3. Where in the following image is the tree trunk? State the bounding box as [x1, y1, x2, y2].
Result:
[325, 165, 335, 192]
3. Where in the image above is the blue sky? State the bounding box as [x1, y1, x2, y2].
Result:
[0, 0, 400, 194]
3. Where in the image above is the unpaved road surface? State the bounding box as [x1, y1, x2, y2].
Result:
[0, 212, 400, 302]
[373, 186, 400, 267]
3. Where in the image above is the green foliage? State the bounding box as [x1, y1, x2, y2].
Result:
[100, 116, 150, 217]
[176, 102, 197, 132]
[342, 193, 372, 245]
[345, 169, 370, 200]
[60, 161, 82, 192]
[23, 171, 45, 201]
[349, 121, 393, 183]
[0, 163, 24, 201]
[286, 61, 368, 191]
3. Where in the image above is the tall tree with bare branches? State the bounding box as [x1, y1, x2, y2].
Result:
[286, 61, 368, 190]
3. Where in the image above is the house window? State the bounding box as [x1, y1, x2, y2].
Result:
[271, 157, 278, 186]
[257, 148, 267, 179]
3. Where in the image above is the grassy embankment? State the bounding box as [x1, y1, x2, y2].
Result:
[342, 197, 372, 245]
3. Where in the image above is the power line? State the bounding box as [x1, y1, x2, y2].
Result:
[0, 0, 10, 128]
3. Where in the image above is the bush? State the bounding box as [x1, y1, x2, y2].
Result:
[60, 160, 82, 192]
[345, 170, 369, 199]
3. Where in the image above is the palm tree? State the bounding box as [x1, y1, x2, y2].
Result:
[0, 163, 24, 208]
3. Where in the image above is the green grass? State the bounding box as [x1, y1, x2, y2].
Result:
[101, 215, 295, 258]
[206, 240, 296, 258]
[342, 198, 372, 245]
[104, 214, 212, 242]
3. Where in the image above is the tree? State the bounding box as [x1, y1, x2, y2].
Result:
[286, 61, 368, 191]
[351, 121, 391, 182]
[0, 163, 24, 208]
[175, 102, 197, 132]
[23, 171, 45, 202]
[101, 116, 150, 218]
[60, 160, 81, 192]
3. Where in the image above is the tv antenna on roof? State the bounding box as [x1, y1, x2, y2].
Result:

+++

TASK STATEMENT » Copy every entry above word for word, changing nothing.

TASK ANSWER »
3. Where in the following image is the tree trunk? State the bounding box as [x1, y1, x2, y2].
Result:
[325, 165, 335, 192]
3. Where in the image above is the blue sky? State the bounding box as [x1, y1, x2, y2].
Result:
[0, 0, 400, 194]
3. Where in the image above is the unpaved road surface? State the bounding box as [x1, y1, x2, y2].
Result:
[0, 212, 400, 302]
[373, 186, 400, 267]
3. Where in the image above is the green foliage? State the bounding box as [x1, y1, x2, y2].
Result:
[100, 116, 150, 217]
[176, 102, 197, 132]
[342, 193, 372, 245]
[345, 169, 370, 200]
[60, 161, 82, 192]
[23, 171, 45, 201]
[349, 121, 393, 183]
[0, 163, 24, 201]
[286, 61, 368, 191]
3. Where in the image above is the tall tree with bare branches? State the bounding box as [x1, y1, x2, y2].
Result:
[286, 61, 368, 190]
3. Where in the image above is the house window? State the bounding box as [x1, y1, x2, y2].
Result:
[271, 157, 278, 186]
[257, 148, 267, 179]
3. Where in the image above is the grassy embankment? State the bounding box as [x1, y1, x2, y2].
Result:
[342, 197, 372, 245]
3. Where in the image above is the power line? State the bounding box as [x1, y1, x2, y2].
Result:
[0, 0, 10, 128]
3. Where in the image above is the bush? State the bounding box as [x1, y1, x2, y2].
Result:
[60, 160, 82, 192]
[345, 170, 369, 199]
3. Where in the image above is the palm tree? State the bounding box as [x1, y1, x2, y2].
Result:
[0, 163, 24, 208]
3. Where in the image above is the green grass? State the bounding box as [x1, y1, x2, y2].
Result:
[101, 215, 295, 258]
[206, 240, 296, 258]
[342, 198, 372, 245]
[104, 214, 212, 242]
3. Where in the image above is the tree? State the bounding box as [x1, y1, x2, y2].
Result:
[286, 61, 368, 191]
[351, 121, 391, 182]
[0, 163, 24, 208]
[175, 102, 197, 132]
[23, 171, 45, 202]
[101, 116, 150, 218]
[60, 160, 81, 192]
3. Where in the image above is the tv antenna on roof? State the bounding box as [x1, y1, x2, y2].
Result:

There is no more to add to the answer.